***** GIVEN DATA *****

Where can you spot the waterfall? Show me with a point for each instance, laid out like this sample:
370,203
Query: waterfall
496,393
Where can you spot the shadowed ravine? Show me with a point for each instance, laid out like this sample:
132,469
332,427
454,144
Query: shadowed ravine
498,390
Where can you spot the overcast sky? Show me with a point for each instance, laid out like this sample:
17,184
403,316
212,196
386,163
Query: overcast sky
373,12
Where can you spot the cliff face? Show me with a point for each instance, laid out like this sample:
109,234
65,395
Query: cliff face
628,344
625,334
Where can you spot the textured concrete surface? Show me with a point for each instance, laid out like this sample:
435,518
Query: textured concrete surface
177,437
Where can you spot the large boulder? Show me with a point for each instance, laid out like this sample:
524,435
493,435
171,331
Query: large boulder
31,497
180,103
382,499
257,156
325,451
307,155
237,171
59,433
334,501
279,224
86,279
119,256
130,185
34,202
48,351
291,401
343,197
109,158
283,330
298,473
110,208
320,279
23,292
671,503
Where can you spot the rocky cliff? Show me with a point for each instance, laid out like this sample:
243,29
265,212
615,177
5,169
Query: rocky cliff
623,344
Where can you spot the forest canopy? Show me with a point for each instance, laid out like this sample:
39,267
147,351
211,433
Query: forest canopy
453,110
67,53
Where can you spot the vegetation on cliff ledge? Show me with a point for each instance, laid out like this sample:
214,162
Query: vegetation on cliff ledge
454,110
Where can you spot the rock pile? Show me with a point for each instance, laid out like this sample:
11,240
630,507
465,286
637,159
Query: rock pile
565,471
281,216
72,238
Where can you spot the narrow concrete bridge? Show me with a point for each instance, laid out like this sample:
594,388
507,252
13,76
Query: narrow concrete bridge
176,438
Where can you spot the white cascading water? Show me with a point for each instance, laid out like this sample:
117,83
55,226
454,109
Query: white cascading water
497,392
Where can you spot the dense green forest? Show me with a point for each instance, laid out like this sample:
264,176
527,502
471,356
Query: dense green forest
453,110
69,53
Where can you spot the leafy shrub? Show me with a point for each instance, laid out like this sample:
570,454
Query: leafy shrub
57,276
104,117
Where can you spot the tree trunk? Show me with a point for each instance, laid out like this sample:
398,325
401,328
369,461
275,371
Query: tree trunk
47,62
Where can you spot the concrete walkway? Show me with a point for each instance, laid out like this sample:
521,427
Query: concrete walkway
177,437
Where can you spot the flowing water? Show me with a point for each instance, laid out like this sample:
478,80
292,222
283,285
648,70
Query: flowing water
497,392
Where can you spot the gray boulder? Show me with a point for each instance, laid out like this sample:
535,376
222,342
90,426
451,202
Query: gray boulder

*****

[INSTRUCTIONS TO FOLLOW]
Please copy out each record, character for character.

[EXERCISE ANSWER]
Where can you spot the waterfall? Show me with a point for each instance, laid out like this sample:
370,203
Query: waterfall
496,393
Where can you spot the shadowed ravine? Show me with a point for each instance, laid out like this sample:
132,469
332,427
454,144
Query: shadowed ravine
498,390
Where can you spot the overcast sky? Show me with a point for each instance, laid out like this sample:
17,184
403,316
212,196
386,163
Query: overcast sky
373,12
Where can you spot the cliff face? Show me with a point for each instance, laid out like this sample:
109,234
65,395
Query: cliff face
628,344
625,334
Where can you spot the textured concrete surface? Show me with a point for each instance, laid out like this sample:
435,518
Query: textured concrete surface
177,437
Where can you spot the large boulder? Show me with a point for each instance, laid out like this sample:
524,435
493,435
171,331
Query: large boulder
31,497
180,103
382,499
257,156
325,451
307,155
237,171
59,433
334,501
279,224
86,279
119,256
130,185
34,202
48,351
291,401
343,197
109,158
283,330
298,473
110,208
320,279
23,292
671,503
Where can you spot the rocky cliff? Show me with a point for each instance, laid out like this sample:
243,29
265,212
615,177
5,169
Query: rocky cliff
623,344
Where can you spot the forest canopy? Show me with a point for each instance, laid out like this sample:
39,267
147,351
211,433
Query: forest canopy
453,110
67,53
Where can you spot the vegetation on cliff ledge? Show me with a point for each instance, laid out like this sample:
214,162
Query: vegetation on cliff ledge
454,110
Where can you spot the rock pile? Show me with a point for each instance, laid out like this sample:
11,240
630,507
465,286
637,159
Query: rock pile
565,471
281,216
72,238
Where can you spot the narrow concrete bridge? Show me with a point for each instance, laid out like this sample:
594,388
507,252
13,76
Query: narrow concrete bridge
176,438
Where can you spot the white cascading water? Show me with a point for each instance, laid out like this sample:
117,83
55,226
454,109
Query: white cascading water
497,392
Where can you spot the dense green forest? Show me with a point for each instance, laid out like this sample:
264,176
527,502
471,356
Query: dense green forest
453,110
69,53
Where can you spot the leafy shrub? Show me with a point for each instance, laid out like this sample:
570,454
Query: leafy shrub
57,276
104,117
Where can you spot the tree trunk? Show me with a point for each instance, laid out like this sample:
398,325
401,328
369,461
275,371
Query: tree trunk
47,62
Where can you spot the concrete walkway? Show me with a point for each instance, laid out like this sample:
521,427
Query: concrete walkway
177,437
Where can you spot the flowing water? Show me with a point for each instance, laid out like this sample:
478,80
292,222
283,285
648,70
Query: flowing water
497,392
Where can you spot the gray boulder? Show me with a point for each instance, laid out like this sample:
535,376
222,342
90,426
451,202
Query: gray boulder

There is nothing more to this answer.